## Required work
Return every line in the listing below that contains the string "shrub". Case counts.

## Dataset entries
###

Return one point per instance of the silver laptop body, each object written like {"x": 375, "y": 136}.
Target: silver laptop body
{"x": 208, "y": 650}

###

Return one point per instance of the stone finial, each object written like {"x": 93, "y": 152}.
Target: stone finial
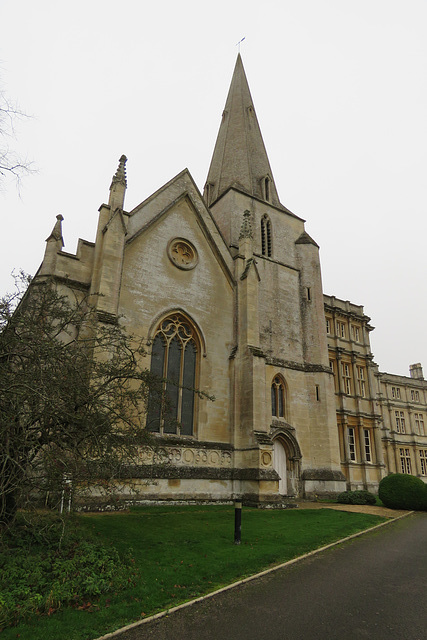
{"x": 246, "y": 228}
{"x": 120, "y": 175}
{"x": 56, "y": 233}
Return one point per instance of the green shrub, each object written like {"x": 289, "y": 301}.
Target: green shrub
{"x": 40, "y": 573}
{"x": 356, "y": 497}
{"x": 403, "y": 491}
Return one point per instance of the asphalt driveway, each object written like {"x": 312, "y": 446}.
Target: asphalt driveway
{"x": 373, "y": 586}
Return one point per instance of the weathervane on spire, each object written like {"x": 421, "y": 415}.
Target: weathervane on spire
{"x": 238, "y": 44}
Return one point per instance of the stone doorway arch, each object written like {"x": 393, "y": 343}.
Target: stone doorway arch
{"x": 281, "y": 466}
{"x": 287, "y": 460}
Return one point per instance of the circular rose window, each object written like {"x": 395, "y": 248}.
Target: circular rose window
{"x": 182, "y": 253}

###

## Answer for this exercise
Return one point per instance of the green shrub, each object written like {"x": 289, "y": 301}.
Target: green shrub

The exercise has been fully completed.